WHAT THE EXERCISE ASKS
Set out every line of the rows below as a Markdown table with the columns Number and Line, numbering each line and skipping any blank lines.

TASK INPUTS
________________________________________
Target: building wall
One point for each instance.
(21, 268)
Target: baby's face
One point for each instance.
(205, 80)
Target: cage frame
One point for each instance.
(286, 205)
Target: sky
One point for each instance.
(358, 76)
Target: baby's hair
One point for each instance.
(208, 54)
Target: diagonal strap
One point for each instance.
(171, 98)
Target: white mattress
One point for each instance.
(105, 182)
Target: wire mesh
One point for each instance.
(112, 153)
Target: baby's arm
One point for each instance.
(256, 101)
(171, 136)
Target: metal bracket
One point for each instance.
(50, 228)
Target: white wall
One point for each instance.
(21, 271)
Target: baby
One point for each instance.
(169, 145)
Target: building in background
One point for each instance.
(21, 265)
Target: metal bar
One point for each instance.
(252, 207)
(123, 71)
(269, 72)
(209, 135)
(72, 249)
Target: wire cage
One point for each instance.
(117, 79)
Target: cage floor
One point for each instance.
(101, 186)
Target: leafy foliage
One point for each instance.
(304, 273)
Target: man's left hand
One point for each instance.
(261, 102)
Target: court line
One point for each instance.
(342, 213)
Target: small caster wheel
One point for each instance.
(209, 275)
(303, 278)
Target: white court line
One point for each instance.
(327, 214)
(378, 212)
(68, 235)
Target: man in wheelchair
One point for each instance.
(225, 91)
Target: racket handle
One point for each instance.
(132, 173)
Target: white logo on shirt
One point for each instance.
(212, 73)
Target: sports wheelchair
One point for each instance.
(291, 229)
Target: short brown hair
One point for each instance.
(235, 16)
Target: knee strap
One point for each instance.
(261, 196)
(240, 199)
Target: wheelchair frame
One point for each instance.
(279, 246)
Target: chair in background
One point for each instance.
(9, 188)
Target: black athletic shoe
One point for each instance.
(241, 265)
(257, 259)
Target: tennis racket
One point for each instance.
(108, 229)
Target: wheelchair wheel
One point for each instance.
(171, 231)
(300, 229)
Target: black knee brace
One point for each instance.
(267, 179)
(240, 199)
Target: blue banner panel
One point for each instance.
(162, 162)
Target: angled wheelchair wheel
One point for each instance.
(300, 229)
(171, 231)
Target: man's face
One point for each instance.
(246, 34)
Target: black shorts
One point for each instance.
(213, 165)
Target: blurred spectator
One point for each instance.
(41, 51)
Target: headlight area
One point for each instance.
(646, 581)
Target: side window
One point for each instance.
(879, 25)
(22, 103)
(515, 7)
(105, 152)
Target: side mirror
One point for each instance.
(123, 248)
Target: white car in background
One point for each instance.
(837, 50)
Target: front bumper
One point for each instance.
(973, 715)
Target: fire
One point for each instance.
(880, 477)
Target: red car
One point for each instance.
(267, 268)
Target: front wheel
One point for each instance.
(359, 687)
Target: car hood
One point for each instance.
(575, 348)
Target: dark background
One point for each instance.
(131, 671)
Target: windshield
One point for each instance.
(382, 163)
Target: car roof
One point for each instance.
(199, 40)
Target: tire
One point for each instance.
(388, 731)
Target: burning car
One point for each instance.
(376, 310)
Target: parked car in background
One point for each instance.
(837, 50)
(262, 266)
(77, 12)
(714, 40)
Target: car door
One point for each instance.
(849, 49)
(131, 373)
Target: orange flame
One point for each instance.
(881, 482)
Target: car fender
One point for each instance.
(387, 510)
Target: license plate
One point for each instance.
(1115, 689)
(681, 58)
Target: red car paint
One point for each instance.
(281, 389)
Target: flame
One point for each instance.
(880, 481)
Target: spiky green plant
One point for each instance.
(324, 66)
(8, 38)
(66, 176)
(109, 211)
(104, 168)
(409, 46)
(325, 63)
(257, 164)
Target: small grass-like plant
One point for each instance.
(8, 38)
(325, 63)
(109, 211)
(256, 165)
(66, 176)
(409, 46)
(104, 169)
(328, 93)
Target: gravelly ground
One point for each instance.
________________________________________
WORKED ANSWER
| Number | Line |
|---|---|
| 1 | Target: building wall |
| 2 | One point for each instance. |
| 3 | (21, 268) |
| 4 | Target: baby's face |
| 5 | One point for each instance. |
| 6 | (205, 80) |
| 7 | Target: cage frame |
| 8 | One point for each instance. |
| 9 | (286, 205) |
| 10 | Target: sky |
| 11 | One point for each instance. |
| 12 | (358, 76) |
| 13 | Target: baby's hair |
| 14 | One point for each instance. |
| 15 | (208, 54) |
| 16 | Target: diagonal strap |
| 17 | One point for each instance. |
| 18 | (171, 98) |
| 19 | Target: white mattress |
| 20 | One point for each instance. |
| 21 | (105, 182) |
| 22 | Target: wire mesh |
| 23 | One point for each instance. |
| 24 | (112, 153) |
| 25 | Target: baby's arm |
| 26 | One point for each instance. |
| 27 | (256, 101) |
| 28 | (171, 136) |
| 29 | Target: metal bracket |
| 30 | One point for each instance. |
| 31 | (50, 228) |
| 32 | Target: white wall |
| 33 | One point for each instance. |
| 34 | (21, 271) |
| 35 | Target: baby |
| 36 | One point for each instance. |
| 37 | (169, 145) |
| 38 | Target: building in background |
| 39 | One point for each instance. |
| 40 | (21, 265) |
| 41 | Target: metal bar |
| 42 | One point for each instance. |
| 43 | (252, 207) |
| 44 | (123, 71) |
| 45 | (269, 72) |
| 46 | (209, 135) |
| 47 | (72, 249) |
| 48 | Target: wire cage |
| 49 | One point for each instance. |
| 50 | (117, 79) |
| 51 | Target: cage floor |
| 52 | One point for each instance. |
| 53 | (101, 186) |
| 54 | Target: leafy foliage |
| 55 | One point for each instance. |
| 56 | (304, 273) |
| 57 | Target: man's left hand |
| 58 | One point for each instance. |
| 59 | (261, 102) |
| 60 | Target: court line |
| 61 | One point for each instance. |
| 62 | (342, 213) |
| 63 | Target: small caster wheel |
| 64 | One point for each instance. |
| 65 | (209, 275) |
| 66 | (303, 278) |
| 67 | Target: white court line |
| 68 | One point for each instance. |
| 69 | (327, 214) |
| 70 | (378, 212) |
| 71 | (68, 235) |
| 72 | Target: man in wheelchair |
| 73 | One point for each instance. |
| 74 | (225, 91) |
| 75 | Target: racket handle |
| 76 | One point for each instance. |
| 77 | (132, 173) |
| 78 | Target: white logo on shirt |
| 79 | One point for each instance. |
| 80 | (212, 73) |
| 81 | Target: sports wheelchair |
| 82 | One point for each instance. |
| 83 | (291, 229) |
| 84 | Target: short brown hair |
| 85 | One point for each instance. |
| 86 | (235, 16) |
| 87 | Target: knee strap |
| 88 | One point for each instance. |
| 89 | (261, 196) |
| 90 | (240, 199) |
| 91 | Target: wheelchair frame |
| 92 | One point for each instance. |
| 93 | (279, 246) |
| 94 | Target: chair in background |
| 95 | One point for each instance. |
| 96 | (9, 188) |
| 97 | Target: black athletic shoe |
| 98 | One point for each instance. |
| 99 | (241, 265) |
| 100 | (257, 259) |
| 101 | Target: tennis racket |
| 102 | One point for each instance. |
| 103 | (108, 229) |
| 104 | Target: wheelchair wheel |
| 105 | One point for each instance. |
| 106 | (171, 231) |
| 107 | (300, 229) |
| 108 | Target: black knee brace |
| 109 | One point for each instance. |
| 110 | (267, 179) |
| 111 | (240, 199) |
| 112 | Target: blue banner panel |
| 113 | One point for each instance. |
| 114 | (162, 162) |
| 115 | Target: angled wheelchair wheel |
| 116 | One point for each instance. |
| 117 | (300, 229) |
| 118 | (171, 231) |
| 119 | Target: man's face |
| 120 | One point for each instance. |
| 121 | (246, 34) |
| 122 | Target: black shorts |
| 123 | One point for each instance. |
| 124 | (213, 165) |
| 125 | Target: blurred spectator |
| 126 | One point for each instance. |
| 127 | (41, 51) |
| 128 | Target: headlight area |
| 129 | One point for each instance. |
| 130 | (646, 581) |
| 131 | Target: side window |
| 132 | One point for each instance. |
| 133 | (879, 25) |
| 134 | (22, 103) |
| 135 | (515, 7) |
| 136 | (105, 152) |
| 137 | Target: side mirror |
| 138 | One point for each instance. |
| 139 | (123, 248) |
| 140 | Target: white car in background |
| 141 | One point for each instance. |
| 142 | (837, 50) |
| 143 | Target: front bumper |
| 144 | One point for each instance. |
| 145 | (973, 715) |
| 146 | Target: fire |
| 147 | One point for each instance. |
| 148 | (880, 477) |
| 149 | Target: red car |
| 150 | One point for each instance. |
| 151 | (267, 268) |
| 152 | Target: front wheel |
| 153 | One point for each instance. |
| 154 | (359, 687) |
| 155 | Target: car hood |
| 156 | One point for each instance. |
| 157 | (575, 348) |
| 158 | Target: dark background |
| 159 | One point for each instance. |
| 160 | (131, 671) |
| 161 | Target: windshield |
| 162 | One point for each instance. |
| 163 | (382, 163) |
| 164 | Target: car roof |
| 165 | One point for each instance. |
| 166 | (199, 40) |
| 167 | Target: tire |
| 168 | One point for each instance. |
| 169 | (388, 731) |
| 170 | Target: burning car |
| 171 | One point for each instance. |
| 172 | (376, 310) |
| 173 | Target: parked car in background |
| 174 | One point for each instance. |
| 175 | (837, 50) |
| 176 | (262, 266) |
| 177 | (77, 12) |
| 178 | (714, 40) |
| 179 | Target: car door |
| 180 | One point for each instance. |
| 181 | (849, 49) |
| 182 | (131, 373) |
| 183 | Target: orange flame |
| 184 | One point for each instance. |
| 185 | (881, 482) |
| 186 | Target: car fender |
| 187 | One point for each instance. |
| 188 | (387, 510) |
| 189 | Target: license plate |
| 190 | One point for each instance. |
| 191 | (1115, 689) |
| 192 | (681, 58) |
| 193 | Target: red car paint |
| 194 | One point for each instance. |
| 195 | (281, 389) |
| 196 | Target: flame |
| 197 | One point for each instance. |
| 198 | (880, 481) |
| 199 | Target: spiky green plant |
| 200 | One point for each instance. |
| 201 | (324, 66) |
| 202 | (8, 38) |
| 203 | (66, 176) |
| 204 | (109, 211) |
| 205 | (104, 168) |
| 206 | (409, 46) |
| 207 | (325, 63) |
| 208 | (257, 164) |
| 209 | Target: small grass-like plant |
| 210 | One point for each instance. |
| 211 | (8, 38) |
| 212 | (325, 63) |
| 213 | (109, 211) |
| 214 | (256, 165) |
| 215 | (66, 176) |
| 216 | (409, 46) |
| 217 | (104, 169) |
| 218 | (328, 93) |
| 219 | Target: gravelly ground |
| 220 | One point for each instance. |